━━━ SOURCE EXTRACT
This chapel in the Alter Stadtfriedhof, Dachau's oldest cemetery on Gottesacker off Augsburgerstrasse, was dedicated to the town's war dead in 1961.
In the foreground in the photo of Augsburgerstraße on the right is the Bäckerei Teufelhart which had supplied bread to the camp and to prisoners in the town on labour detail. After the war displaced persons were settled in Dachau, as in many other Bavarian communities, which led to a population increase of approximately thirty to 40%. After being temporarily accommodated in the barracks of the former concentration camp, the families were housed with the local population. Only the expansion through the new building areas in Dachau-Süd and the new settlement Dachau-Ost brought relaxation here. All in all, the population of the place grew very strongly during the so-called Wirtschaftswunder and there was a structural change from a rural, small-commercial place to a place of residence today with many commuters.
Memorial in the town designed by Israeli Abraham Borenstein for the 50th anniversary of the camp's liberation. It is made up of original railway track near where the 45th Thunderbird division discovered the so-called "death train" within which the remains of 2,310 prisoners shipped from Buchenwald three weeks before were left.
The second memorial shown in the next two photographs is one designed by Hubertus von Pilgrim in the town itself, dedicated to the concentration camp inmates who where sent on so-called Todesmärsche (death marches) from Dachau in April 1945 southwards. this is one of 23 such memorials that are along the routes of the marches (apart from the last which is in Jerusalem).http://gz-tm-dachau.de/3.5.html
After the Second World War 1,268 KZ-prisoners, who had died after the freeing of the concentration camp Dachau, were laid to rest here at the Waldfriedhof. The four-metre high monument shown in these photos overlooking both Jewish and non-Jewish graves, is dedicated to the Jewish prisoners killed on the death march from from the Flossenbürg camp as the war ended. The last photo shows a memorial specifically to Austrian victims.


This tiny hamlet just to the Northwest of Dachau was the site of a massacre the day the camp was liberated. A Waffen-ϟϟ unit had arrived to take up defensive positions in trenches dug around the farms by French POW workers in order to delay the advance of American tanks of the 20th Armoured Division and infantry units of the 7th US Army which was approaching Dachau. The farms, mostly run by women (whose husbands were either dead, prisoners of war or still fighting) with the help of French POWs, came under fire on the morning of April 29 forcing all inhabitants to rush for the cellars. One soldier of Company F of the US 222nd Infantry Regiment of the 42nd Rainbow Division was killed upon entering the hamlet under fire from the Waffen-ϟϟ unit. This led the first German to emerge from the cellar, the farm's owner Herr Furtmayer, to be immediately shot. 
The French PoWs then informed the Americans that that only civilians were actually hiding in the cellars which led the soldiers to round up the men of the ϟϟ unit. The first of those to surrender was an officer, Freiherr von Truchsess, who led a detachment of seventeen men who was then struck with a trenching tool splitting his head open. The others were lined up in the farmyard and summarily shot. On a slight rise behind the hamlet, another group of eight ϟϟ were shot. Their bodies were found lying in a straight line with their weapons and ammunition belts neatly laid on the ground suggesting that the men were shot after they surrendered. Altogether, one ϟϟ officer and forty one men lay dead as the infantry regiment proceeded on their way towards Dachau. Next day the local people, with the help of the French POWs, buried the bodies in a field to be later exhumed by the German War Graves Commission and returned to their families. The site today is remembered by a memorial; photos above taken on the anniversary of the massacre.
━━━━━━
WORK ORDER 1: For each statement, answer yes or no based on the Dachau text, and quote the exact words that decide it. (a) The chapel in the Alter Stadtfriedhof was dedicated to the town's war dead in 1961. (b) Abraham Borenstein's memorial was made for the 25th anniversary of the camp's liberation. (c) The monument at the Waldfriedhof is three meters high.
WORK ORDER 2: Name every person the Dachau text mentions by name.
WORK ORDER 3: Duplicate the part of the Dachau text starting with "The second memorial" and going on through "to Austrian victims.".
You won't need the listing that follows.
━━━ STUDY MATERIAL
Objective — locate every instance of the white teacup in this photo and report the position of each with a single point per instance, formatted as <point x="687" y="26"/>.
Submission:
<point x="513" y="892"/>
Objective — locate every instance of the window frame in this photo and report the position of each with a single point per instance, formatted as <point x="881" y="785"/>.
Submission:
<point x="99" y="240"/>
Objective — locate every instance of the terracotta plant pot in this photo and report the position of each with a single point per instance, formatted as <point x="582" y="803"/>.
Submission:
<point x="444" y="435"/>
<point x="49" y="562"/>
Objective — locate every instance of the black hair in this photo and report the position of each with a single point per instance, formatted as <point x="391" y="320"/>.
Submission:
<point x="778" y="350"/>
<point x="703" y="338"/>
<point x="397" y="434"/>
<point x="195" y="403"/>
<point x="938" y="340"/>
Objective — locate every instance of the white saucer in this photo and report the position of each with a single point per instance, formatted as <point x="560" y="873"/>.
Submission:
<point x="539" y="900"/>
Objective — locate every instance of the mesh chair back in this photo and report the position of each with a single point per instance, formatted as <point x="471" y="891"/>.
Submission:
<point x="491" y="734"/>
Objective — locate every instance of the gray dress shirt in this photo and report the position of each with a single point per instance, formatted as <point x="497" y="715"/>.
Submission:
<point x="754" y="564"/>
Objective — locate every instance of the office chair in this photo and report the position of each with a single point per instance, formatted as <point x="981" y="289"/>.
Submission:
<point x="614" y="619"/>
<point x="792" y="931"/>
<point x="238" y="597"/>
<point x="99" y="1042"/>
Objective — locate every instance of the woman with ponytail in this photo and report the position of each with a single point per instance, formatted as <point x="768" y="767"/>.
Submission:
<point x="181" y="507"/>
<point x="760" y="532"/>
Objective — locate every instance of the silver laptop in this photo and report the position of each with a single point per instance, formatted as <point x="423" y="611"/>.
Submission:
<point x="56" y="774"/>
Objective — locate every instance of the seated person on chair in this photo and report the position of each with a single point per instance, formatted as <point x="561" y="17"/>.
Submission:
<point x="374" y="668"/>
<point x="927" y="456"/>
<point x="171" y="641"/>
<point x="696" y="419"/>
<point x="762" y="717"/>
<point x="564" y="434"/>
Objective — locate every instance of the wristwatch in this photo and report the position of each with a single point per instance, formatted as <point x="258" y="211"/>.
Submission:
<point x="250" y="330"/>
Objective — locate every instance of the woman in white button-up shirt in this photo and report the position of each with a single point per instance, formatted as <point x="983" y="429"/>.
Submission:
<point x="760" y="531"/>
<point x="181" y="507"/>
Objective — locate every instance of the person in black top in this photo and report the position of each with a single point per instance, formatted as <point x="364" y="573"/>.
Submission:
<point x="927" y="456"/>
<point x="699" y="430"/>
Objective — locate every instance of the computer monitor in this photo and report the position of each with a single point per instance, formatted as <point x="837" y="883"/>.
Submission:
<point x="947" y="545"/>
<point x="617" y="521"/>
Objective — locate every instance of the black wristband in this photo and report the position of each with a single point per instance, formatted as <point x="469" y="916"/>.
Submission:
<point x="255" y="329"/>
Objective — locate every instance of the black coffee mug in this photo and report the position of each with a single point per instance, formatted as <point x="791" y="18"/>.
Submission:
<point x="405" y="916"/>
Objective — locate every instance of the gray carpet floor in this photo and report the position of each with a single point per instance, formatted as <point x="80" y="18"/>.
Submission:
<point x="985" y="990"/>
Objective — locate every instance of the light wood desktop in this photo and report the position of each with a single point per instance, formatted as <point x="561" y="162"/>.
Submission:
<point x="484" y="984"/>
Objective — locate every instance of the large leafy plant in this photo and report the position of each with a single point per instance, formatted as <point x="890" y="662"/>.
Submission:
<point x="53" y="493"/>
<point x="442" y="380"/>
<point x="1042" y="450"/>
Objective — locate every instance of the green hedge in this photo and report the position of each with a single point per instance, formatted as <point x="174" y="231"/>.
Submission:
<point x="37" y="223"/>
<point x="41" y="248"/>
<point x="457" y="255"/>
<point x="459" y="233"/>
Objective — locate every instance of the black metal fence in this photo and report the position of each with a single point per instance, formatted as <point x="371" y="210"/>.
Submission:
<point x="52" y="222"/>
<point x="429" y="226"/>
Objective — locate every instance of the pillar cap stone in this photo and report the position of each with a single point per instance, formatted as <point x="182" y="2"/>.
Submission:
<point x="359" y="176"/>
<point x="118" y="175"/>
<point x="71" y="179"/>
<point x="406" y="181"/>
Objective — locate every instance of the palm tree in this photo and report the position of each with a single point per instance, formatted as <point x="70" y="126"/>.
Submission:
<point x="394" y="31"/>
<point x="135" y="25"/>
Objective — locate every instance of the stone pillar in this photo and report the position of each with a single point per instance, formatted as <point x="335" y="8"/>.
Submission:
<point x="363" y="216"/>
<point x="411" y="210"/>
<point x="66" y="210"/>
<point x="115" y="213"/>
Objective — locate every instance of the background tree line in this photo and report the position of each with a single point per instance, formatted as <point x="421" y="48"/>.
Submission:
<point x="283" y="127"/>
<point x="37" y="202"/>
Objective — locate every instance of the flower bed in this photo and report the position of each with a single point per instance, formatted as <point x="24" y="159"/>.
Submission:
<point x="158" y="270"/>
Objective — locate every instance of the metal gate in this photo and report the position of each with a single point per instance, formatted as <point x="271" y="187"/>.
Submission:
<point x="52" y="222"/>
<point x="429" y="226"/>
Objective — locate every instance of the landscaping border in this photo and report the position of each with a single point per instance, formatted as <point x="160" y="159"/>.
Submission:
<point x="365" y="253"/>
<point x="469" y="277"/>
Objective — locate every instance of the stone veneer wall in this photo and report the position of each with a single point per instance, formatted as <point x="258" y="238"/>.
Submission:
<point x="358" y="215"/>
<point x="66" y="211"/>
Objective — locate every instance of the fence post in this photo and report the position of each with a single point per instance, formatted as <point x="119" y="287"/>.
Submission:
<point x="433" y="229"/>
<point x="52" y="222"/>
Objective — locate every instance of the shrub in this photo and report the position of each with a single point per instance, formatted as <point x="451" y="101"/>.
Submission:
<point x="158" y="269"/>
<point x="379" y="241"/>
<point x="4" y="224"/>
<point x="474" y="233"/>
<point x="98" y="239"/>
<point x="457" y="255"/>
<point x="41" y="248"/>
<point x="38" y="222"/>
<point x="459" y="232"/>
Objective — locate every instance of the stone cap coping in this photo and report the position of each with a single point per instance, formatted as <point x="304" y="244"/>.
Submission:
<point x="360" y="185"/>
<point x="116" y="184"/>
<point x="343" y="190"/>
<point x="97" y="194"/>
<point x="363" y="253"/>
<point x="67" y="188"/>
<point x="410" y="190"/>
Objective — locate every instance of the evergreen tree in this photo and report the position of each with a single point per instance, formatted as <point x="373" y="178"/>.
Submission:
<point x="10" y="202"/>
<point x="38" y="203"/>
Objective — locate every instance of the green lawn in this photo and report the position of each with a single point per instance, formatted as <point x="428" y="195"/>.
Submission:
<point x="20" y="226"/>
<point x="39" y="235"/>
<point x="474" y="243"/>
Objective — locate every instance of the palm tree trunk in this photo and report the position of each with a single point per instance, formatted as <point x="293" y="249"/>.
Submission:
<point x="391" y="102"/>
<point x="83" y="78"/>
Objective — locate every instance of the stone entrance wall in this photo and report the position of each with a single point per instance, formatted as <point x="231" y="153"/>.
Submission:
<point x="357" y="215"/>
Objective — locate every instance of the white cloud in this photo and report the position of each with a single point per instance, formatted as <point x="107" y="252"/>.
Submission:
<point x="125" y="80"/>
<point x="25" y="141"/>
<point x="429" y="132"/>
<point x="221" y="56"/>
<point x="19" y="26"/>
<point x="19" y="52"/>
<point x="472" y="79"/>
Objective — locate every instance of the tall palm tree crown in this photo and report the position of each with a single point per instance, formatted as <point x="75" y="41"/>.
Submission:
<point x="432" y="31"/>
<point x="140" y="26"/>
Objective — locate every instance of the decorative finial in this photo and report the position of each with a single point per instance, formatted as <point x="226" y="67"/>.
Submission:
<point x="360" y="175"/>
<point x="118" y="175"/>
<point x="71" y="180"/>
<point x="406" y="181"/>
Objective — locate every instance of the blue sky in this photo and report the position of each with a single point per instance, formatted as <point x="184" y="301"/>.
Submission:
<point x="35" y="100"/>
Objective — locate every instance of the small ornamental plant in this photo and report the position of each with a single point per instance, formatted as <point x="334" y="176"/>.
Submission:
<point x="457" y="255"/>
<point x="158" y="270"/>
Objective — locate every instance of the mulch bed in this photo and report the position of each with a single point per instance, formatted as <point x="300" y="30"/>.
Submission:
━━━━━━
WORKED SOLUTION 1:
(a) Yes: "was dedicated to the town's war dead in 1961"
(b) No: "for the 50th anniversary of the camp's liberation"
(c) No: "The four-metre high monument"

WORKED SOLUTION 2: Abraham Borenstein, Hubertus von Pilgrim, Herr Furtmayer, Freiherr von Truchsess

WORKED SOLUTION 3:
The second memorial shown in the next two photographs is one designed by Hubertus von Pilgrim in the town itself, dedicated to the concentration camp inmates who where sent on so-called Todesmärsche (death marches) from Dachau in April 1945 southwards. this is one of 23 such memorials that are along the routes of the marches (apart from the last which is in Jerusalem).http://gz-tm-dachau.de/3.5.html
After the Second World War 1,268 KZ-prisoners, who had died after the freeing of the concentration camp Dachau, were laid to rest here at the Waldfriedhof. The four-metre high monument shown in these photos overlooking both Jewish and non-Jewish graves, is dedicated to the Jewish prisoners killed on the death march from from the Flossenbürg camp as the war ended. The last photo shows a memorial specifically to Austrian victims.